PROMPT: Among the lines below, keep only those from the one containing "Query: tree-covered slope" through the one containing "of the church.", and reproduce them exactly.

SOURCE DATA:
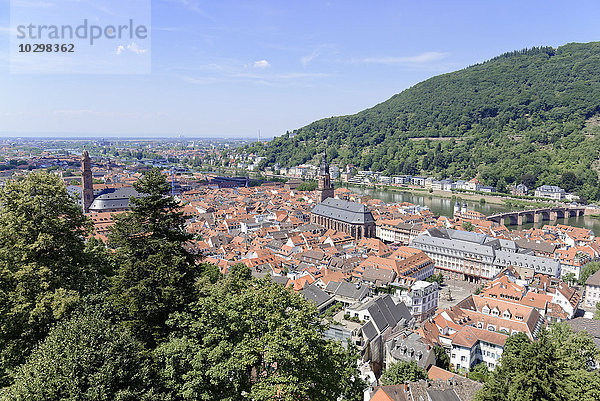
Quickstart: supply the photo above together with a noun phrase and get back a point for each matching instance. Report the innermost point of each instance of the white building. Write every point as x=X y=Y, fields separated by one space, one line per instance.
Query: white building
x=471 y=346
x=550 y=192
x=474 y=257
x=421 y=299
x=592 y=290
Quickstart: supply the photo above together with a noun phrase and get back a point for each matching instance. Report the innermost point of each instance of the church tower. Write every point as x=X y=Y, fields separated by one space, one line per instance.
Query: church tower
x=87 y=193
x=325 y=188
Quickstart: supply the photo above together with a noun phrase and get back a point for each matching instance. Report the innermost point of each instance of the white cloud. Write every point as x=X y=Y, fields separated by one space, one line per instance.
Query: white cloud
x=191 y=5
x=261 y=64
x=133 y=47
x=136 y=49
x=418 y=59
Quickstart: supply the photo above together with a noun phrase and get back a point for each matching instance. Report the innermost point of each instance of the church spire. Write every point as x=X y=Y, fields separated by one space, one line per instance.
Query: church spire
x=325 y=188
x=87 y=184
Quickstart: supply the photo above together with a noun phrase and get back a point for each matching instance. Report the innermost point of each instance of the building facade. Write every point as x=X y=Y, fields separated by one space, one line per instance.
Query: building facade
x=476 y=257
x=348 y=217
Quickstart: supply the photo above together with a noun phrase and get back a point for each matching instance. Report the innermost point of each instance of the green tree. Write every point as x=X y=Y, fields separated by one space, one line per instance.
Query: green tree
x=587 y=270
x=569 y=278
x=156 y=273
x=247 y=338
x=85 y=358
x=45 y=263
x=480 y=373
x=442 y=360
x=401 y=372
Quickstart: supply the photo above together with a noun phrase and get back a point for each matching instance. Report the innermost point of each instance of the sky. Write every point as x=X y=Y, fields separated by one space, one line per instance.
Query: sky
x=225 y=68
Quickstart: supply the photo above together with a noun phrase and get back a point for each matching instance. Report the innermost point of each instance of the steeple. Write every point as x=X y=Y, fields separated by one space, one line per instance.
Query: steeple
x=324 y=188
x=87 y=184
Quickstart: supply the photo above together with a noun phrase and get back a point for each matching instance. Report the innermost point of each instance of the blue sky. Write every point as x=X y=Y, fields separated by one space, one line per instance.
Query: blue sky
x=231 y=68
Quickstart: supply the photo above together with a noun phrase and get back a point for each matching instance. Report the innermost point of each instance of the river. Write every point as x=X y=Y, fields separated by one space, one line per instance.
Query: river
x=445 y=207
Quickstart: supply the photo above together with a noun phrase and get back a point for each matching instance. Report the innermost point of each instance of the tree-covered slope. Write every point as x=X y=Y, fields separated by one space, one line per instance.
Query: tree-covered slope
x=523 y=116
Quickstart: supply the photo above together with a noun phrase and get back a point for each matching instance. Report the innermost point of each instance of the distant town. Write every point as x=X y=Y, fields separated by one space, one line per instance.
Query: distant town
x=393 y=278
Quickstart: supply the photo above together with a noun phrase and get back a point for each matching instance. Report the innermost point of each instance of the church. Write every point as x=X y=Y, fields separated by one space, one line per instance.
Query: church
x=107 y=200
x=352 y=218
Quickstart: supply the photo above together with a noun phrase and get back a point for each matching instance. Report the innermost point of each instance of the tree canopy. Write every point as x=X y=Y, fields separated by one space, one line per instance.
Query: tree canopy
x=45 y=263
x=401 y=372
x=87 y=357
x=156 y=273
x=268 y=344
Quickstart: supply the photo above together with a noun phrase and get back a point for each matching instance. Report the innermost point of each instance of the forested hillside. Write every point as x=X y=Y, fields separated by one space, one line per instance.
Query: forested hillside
x=526 y=116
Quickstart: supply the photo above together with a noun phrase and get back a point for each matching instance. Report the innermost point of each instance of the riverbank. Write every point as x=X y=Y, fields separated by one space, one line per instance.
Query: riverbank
x=507 y=201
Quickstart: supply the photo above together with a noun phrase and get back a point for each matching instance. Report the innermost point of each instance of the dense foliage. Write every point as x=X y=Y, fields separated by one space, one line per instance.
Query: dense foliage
x=527 y=116
x=556 y=367
x=45 y=263
x=401 y=372
x=155 y=274
x=268 y=344
x=146 y=320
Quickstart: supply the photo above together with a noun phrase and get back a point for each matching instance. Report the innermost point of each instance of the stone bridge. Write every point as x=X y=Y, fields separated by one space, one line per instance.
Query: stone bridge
x=537 y=215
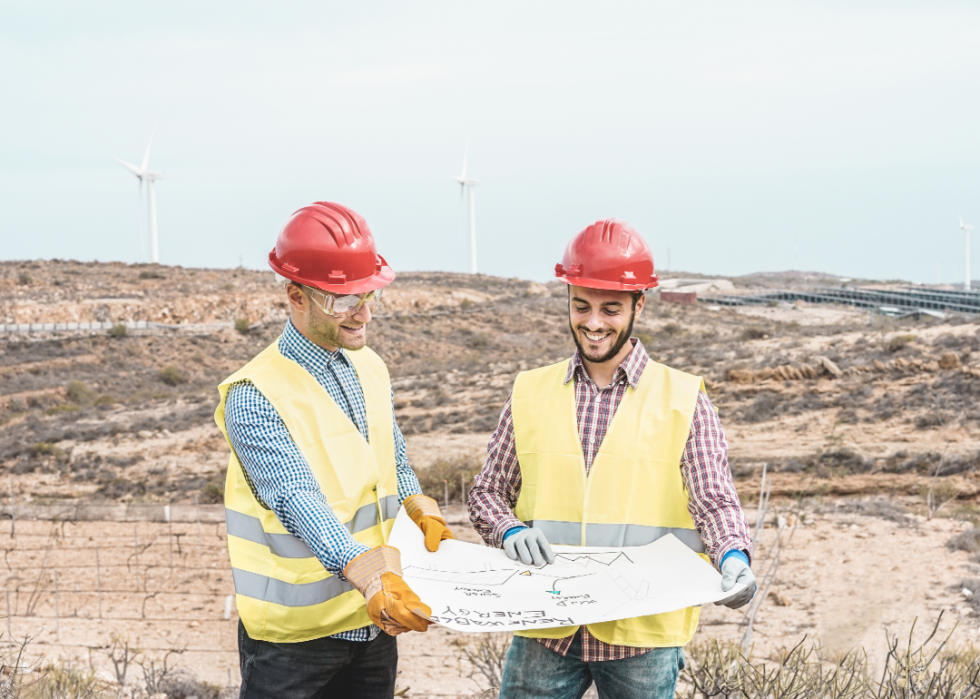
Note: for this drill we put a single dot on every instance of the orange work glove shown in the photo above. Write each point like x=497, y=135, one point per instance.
x=377, y=574
x=424, y=511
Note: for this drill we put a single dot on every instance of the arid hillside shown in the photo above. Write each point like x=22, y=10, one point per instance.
x=869, y=427
x=833, y=399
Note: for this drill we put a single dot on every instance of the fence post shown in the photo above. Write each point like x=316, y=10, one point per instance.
x=136, y=555
x=13, y=508
x=57, y=609
x=98, y=580
x=170, y=539
x=200, y=536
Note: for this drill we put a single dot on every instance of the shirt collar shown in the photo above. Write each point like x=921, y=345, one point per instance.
x=306, y=353
x=630, y=370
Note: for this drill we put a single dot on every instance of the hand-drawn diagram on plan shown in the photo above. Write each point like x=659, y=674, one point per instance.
x=474, y=588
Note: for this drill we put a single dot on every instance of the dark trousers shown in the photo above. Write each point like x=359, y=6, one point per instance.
x=319, y=669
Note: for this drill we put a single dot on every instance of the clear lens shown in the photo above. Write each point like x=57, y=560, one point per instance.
x=344, y=305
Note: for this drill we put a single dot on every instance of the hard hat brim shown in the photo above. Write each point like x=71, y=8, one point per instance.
x=384, y=277
x=607, y=285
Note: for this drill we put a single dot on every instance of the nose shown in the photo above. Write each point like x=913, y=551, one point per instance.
x=595, y=321
x=363, y=314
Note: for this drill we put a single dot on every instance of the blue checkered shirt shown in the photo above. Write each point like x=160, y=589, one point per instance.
x=279, y=474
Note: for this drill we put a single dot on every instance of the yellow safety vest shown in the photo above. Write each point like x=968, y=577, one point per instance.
x=284, y=593
x=633, y=494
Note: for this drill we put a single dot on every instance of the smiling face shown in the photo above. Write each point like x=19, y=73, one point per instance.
x=329, y=332
x=601, y=322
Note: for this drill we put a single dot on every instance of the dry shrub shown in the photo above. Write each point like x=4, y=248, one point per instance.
x=79, y=392
x=485, y=654
x=928, y=669
x=456, y=472
x=968, y=541
x=172, y=376
x=899, y=342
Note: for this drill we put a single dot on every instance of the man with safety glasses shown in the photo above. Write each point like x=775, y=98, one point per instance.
x=609, y=448
x=317, y=472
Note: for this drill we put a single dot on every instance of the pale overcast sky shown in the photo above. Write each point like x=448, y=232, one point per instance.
x=744, y=136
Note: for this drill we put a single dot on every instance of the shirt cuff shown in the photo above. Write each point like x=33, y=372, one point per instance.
x=735, y=553
x=501, y=527
x=349, y=554
x=512, y=530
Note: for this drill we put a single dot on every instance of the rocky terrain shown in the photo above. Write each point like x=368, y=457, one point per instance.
x=834, y=400
x=868, y=426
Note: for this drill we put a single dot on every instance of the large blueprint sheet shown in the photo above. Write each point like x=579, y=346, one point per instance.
x=474, y=588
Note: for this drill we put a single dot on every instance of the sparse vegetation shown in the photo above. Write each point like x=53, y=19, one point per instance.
x=456, y=475
x=926, y=669
x=79, y=392
x=172, y=376
x=900, y=342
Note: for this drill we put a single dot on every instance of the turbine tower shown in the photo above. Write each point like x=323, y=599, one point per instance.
x=966, y=228
x=464, y=183
x=142, y=173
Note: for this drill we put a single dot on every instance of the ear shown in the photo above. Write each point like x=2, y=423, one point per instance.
x=639, y=304
x=297, y=299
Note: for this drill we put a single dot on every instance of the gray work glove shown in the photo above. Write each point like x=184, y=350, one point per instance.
x=735, y=570
x=530, y=546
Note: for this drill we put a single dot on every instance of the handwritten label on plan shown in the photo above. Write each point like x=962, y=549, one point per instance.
x=473, y=588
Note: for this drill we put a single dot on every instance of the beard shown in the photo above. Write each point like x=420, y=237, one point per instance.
x=621, y=340
x=323, y=332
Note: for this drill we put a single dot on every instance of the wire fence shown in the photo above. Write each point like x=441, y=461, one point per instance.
x=93, y=575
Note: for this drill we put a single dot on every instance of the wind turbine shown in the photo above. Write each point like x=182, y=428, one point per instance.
x=966, y=228
x=142, y=173
x=464, y=183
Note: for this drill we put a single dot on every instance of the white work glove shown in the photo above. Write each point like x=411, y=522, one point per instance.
x=530, y=546
x=734, y=570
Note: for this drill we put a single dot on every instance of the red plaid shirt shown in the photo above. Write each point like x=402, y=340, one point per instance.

SOLUTION BELOW:
Query: tree-covered slope
x=523 y=116
Quickstart: supply the photo above together with a noun phrase and get back a point for each matching instance. Report the innermost point of each instance of the distant town. Write every point as x=X y=Y, fields separated by one space, one line per instance.
Query: distant town
x=393 y=278
Quickstart: supply the photo above together with a noun phrase and get back a point for each matching instance. Report the innermost point of each instance of the church. Write every point as x=X y=Y, fields separated by one space, one line per instance.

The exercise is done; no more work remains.